Saved data entries
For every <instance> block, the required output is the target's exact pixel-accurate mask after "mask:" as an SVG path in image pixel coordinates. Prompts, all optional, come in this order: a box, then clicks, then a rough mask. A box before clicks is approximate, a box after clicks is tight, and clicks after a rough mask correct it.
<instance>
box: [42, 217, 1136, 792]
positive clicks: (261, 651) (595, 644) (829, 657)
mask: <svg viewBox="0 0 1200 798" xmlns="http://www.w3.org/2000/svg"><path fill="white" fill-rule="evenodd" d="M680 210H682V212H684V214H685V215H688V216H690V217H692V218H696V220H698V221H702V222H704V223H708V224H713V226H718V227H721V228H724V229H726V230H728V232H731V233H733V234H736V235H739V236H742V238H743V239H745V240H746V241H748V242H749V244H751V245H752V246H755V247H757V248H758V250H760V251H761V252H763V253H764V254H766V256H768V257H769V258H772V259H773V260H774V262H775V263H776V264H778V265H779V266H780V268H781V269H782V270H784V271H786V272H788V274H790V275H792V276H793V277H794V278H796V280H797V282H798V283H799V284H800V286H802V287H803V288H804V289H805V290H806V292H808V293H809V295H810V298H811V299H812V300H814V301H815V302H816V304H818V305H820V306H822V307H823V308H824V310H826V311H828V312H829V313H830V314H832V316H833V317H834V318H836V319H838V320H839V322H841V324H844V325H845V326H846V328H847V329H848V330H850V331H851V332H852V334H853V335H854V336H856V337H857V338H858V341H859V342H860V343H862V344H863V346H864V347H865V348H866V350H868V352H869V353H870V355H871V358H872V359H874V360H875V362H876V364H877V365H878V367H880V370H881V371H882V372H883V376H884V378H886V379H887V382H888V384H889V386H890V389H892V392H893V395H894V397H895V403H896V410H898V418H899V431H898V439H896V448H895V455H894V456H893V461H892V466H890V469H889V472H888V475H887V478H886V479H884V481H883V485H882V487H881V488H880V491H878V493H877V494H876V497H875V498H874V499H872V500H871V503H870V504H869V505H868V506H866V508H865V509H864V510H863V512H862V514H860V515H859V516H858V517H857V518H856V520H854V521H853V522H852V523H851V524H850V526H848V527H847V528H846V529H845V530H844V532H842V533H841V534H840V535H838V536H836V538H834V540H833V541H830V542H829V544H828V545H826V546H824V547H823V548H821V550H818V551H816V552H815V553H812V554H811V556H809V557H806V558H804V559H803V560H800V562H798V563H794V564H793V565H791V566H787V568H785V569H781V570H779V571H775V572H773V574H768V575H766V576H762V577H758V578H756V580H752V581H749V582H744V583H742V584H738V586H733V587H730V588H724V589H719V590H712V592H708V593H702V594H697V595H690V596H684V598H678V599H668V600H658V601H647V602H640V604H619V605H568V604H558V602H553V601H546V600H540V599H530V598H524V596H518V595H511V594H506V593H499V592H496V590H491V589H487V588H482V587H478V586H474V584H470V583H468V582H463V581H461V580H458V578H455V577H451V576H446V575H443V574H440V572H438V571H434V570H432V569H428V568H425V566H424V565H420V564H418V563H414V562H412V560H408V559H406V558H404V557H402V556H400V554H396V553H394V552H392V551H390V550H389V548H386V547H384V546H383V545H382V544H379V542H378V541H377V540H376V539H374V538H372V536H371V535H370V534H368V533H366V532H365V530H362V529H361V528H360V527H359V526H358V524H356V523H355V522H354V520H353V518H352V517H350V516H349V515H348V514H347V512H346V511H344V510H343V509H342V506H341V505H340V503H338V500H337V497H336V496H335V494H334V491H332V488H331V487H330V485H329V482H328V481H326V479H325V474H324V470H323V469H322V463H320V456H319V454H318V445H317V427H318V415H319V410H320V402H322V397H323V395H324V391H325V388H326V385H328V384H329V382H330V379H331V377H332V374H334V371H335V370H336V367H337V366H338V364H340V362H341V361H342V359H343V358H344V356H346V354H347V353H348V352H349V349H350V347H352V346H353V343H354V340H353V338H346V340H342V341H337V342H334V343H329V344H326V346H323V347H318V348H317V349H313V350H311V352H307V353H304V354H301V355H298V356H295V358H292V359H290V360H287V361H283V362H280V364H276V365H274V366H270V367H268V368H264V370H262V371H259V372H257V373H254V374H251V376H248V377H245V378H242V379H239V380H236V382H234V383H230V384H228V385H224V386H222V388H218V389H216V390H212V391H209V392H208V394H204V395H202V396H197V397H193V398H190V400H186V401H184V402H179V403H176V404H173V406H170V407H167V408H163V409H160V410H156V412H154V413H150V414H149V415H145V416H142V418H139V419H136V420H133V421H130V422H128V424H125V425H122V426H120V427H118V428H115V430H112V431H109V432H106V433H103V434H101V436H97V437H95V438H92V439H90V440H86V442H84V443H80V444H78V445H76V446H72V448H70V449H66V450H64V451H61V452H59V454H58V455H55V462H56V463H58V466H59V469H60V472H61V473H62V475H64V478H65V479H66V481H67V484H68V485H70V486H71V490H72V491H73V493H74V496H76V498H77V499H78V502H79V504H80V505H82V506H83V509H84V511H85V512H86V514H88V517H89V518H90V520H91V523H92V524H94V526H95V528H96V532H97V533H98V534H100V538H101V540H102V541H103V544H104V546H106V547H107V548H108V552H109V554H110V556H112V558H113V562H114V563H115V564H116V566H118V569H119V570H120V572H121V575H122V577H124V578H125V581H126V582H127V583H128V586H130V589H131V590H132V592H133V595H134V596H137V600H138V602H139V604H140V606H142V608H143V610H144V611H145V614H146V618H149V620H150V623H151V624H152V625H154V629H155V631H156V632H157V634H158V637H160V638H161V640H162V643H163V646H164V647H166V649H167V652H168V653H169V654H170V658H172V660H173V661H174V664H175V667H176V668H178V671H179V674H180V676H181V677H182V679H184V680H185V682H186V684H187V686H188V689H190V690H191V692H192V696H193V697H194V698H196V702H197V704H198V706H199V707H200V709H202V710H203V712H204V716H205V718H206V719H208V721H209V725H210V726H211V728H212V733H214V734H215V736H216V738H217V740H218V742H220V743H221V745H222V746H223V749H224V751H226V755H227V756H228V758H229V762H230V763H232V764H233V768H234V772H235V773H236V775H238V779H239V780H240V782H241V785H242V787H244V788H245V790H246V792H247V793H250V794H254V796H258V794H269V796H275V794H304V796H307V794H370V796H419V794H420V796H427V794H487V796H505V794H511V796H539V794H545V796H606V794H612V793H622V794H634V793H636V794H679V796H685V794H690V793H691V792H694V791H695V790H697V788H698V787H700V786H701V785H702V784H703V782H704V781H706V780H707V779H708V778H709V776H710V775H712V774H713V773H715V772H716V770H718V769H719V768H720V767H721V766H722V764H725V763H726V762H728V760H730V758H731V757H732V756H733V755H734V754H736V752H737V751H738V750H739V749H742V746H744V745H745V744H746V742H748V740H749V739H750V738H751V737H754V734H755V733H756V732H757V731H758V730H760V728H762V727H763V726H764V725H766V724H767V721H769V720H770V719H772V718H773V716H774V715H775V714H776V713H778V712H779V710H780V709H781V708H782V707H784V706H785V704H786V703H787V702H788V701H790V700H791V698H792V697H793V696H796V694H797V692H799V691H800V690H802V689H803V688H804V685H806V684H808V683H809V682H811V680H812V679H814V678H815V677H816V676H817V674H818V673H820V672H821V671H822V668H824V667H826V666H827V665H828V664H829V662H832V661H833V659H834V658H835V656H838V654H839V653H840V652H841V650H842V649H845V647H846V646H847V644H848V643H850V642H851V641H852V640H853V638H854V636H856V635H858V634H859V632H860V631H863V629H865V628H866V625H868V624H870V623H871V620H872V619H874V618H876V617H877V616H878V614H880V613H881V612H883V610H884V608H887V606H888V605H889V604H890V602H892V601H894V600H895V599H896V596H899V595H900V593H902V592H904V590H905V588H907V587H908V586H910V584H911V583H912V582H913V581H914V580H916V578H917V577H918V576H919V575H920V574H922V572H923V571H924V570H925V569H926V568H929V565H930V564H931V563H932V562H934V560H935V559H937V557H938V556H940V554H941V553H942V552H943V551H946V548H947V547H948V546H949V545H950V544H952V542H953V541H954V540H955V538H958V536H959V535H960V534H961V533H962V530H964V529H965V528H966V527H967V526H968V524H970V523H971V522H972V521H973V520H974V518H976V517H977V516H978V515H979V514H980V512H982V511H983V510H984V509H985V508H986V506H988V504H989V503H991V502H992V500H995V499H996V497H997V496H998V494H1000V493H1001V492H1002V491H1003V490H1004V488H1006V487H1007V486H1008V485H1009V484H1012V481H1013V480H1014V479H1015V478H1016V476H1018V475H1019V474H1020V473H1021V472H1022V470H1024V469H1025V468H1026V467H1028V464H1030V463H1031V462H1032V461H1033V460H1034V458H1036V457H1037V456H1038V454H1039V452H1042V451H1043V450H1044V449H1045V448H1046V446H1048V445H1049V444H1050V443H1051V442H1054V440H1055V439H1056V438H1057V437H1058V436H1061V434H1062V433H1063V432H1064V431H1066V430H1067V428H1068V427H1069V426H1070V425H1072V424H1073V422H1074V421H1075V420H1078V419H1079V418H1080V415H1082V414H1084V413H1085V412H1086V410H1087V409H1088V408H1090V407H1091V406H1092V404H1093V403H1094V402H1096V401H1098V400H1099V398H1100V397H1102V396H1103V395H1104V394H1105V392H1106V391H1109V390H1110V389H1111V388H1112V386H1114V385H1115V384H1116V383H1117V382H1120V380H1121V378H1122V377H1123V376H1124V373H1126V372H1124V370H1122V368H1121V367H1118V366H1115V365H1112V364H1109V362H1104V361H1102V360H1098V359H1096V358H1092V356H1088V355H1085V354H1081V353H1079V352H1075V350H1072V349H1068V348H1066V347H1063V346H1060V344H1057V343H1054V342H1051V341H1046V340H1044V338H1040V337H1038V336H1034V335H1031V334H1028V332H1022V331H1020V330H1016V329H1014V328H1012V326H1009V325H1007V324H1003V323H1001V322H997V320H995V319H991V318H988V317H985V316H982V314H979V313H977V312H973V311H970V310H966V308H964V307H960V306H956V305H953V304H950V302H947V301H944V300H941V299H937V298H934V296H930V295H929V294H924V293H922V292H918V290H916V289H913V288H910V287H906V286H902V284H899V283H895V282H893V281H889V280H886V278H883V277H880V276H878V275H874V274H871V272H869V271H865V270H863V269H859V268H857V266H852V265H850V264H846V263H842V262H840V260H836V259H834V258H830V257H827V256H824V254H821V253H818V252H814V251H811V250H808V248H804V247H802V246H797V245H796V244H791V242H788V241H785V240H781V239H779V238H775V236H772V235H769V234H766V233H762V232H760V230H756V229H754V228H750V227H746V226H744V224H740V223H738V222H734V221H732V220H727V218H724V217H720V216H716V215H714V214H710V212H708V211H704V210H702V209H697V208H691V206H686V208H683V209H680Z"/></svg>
--
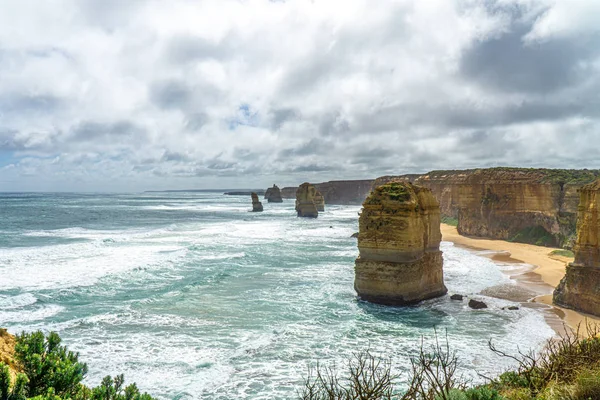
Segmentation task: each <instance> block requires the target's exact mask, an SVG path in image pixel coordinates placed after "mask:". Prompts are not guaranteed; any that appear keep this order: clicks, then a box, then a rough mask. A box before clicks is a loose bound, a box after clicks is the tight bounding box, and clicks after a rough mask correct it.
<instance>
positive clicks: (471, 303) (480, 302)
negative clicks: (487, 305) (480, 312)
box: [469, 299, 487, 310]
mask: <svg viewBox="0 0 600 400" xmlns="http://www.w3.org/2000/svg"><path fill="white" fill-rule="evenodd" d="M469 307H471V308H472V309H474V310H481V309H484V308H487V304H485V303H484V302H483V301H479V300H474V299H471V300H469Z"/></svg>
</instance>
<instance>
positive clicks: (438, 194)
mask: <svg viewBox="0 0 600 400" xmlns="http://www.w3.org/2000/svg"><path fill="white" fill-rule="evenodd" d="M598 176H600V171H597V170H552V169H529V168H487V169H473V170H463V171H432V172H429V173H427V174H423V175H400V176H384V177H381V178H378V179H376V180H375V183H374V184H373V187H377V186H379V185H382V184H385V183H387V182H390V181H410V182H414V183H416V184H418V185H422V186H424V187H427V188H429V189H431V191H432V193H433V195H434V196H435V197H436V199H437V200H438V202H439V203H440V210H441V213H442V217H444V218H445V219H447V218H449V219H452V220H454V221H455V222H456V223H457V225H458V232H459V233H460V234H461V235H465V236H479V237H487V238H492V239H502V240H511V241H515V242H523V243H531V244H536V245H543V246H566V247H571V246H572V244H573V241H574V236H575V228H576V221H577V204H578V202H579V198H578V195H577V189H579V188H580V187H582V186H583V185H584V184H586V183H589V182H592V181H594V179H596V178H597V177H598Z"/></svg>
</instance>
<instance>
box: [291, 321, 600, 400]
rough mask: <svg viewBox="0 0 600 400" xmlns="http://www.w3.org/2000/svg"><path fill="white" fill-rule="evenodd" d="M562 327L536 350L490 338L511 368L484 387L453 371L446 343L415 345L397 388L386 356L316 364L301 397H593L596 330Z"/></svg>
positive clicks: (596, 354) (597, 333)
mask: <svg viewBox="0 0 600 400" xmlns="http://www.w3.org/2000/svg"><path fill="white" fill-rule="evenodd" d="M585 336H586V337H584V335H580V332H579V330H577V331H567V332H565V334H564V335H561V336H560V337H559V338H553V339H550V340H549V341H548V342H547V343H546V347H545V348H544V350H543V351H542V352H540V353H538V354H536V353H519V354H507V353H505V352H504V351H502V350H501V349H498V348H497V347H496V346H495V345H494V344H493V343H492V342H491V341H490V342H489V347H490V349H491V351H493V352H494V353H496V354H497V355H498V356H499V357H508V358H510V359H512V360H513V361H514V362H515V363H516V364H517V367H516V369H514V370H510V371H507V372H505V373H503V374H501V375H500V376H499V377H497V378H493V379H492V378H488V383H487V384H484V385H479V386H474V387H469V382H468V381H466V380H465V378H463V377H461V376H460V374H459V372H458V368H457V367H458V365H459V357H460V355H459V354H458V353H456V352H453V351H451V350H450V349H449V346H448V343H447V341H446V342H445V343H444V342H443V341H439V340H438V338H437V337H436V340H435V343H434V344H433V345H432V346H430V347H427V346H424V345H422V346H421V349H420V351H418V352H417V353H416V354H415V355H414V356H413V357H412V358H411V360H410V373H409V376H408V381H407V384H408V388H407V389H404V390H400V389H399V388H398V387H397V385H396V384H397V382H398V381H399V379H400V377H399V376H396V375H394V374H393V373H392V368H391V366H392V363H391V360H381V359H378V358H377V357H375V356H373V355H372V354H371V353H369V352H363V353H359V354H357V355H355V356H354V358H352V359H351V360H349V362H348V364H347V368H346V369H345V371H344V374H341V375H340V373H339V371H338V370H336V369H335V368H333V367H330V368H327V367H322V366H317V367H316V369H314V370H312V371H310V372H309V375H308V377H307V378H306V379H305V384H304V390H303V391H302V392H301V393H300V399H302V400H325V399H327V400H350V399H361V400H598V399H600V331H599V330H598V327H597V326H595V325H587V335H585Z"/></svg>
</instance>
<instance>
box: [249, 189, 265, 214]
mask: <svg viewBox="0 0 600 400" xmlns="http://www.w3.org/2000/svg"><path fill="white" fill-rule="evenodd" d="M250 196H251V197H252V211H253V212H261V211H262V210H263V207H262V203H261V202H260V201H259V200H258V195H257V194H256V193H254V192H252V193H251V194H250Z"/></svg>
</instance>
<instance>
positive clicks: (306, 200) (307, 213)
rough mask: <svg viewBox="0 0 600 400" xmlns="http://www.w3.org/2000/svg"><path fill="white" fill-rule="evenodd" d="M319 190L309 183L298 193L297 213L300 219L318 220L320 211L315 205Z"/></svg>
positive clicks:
--
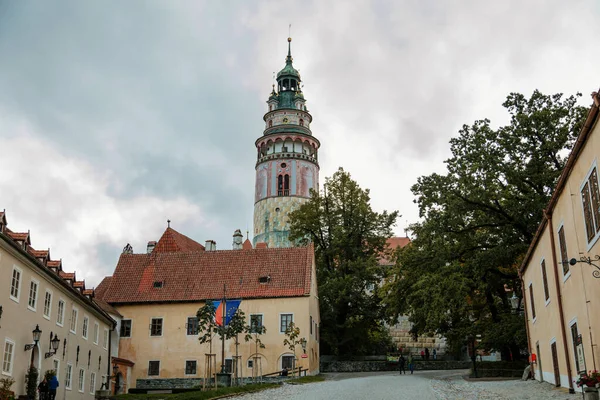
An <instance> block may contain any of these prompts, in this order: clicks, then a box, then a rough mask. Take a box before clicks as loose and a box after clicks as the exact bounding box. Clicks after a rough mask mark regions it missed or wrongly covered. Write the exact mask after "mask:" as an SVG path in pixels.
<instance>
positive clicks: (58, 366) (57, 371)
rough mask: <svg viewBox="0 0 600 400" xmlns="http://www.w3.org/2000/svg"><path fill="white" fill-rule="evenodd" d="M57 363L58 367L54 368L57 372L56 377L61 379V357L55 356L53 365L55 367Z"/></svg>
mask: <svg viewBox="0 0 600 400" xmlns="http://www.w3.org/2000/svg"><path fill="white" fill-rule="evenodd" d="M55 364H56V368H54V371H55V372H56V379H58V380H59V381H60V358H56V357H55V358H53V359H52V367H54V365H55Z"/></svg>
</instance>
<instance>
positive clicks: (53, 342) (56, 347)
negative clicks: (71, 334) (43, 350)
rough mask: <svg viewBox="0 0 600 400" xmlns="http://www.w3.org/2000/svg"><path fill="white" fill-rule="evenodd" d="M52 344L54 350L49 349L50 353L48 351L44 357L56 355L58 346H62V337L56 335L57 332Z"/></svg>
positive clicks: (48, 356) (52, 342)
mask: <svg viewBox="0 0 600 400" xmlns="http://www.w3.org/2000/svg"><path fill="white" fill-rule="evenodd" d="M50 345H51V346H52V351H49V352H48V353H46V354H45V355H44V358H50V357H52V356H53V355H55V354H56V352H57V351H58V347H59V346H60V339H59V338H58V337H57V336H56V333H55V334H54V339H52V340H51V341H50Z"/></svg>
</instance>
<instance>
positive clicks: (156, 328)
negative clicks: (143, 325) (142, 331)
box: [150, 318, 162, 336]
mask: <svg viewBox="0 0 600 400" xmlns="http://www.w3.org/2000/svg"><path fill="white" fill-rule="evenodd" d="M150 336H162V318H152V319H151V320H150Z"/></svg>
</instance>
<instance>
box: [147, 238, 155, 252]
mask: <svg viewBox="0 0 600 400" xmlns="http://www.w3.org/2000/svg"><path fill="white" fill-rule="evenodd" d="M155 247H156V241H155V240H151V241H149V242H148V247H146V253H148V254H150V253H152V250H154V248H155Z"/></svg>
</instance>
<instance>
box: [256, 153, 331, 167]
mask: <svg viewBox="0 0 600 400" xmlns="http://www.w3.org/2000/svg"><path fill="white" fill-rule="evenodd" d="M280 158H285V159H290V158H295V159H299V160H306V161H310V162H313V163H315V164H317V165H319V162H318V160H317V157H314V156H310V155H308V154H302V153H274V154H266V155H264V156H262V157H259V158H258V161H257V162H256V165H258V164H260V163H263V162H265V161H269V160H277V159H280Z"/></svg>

**Written task**
From the listing above, extract the stretch from the line containing "For every <instance>" through the line containing "positive clicks: (261, 651)" and repeat those lines exactly, with both end lines included.

**Expected output**
For every <instance> block, the required output is the target's exact pixel-accurate mask after "mask:" as an SVG path in image pixel coordinates. Prompts, all optional, come in this order: a box, then clicks, then a rough mask. A box before clicks is approximate, a box after clicks is tight, and clicks after a rough mask correct it.
<instance>
box: [42, 217, 1136, 792]
positive clicks: (261, 651) (595, 644) (829, 657)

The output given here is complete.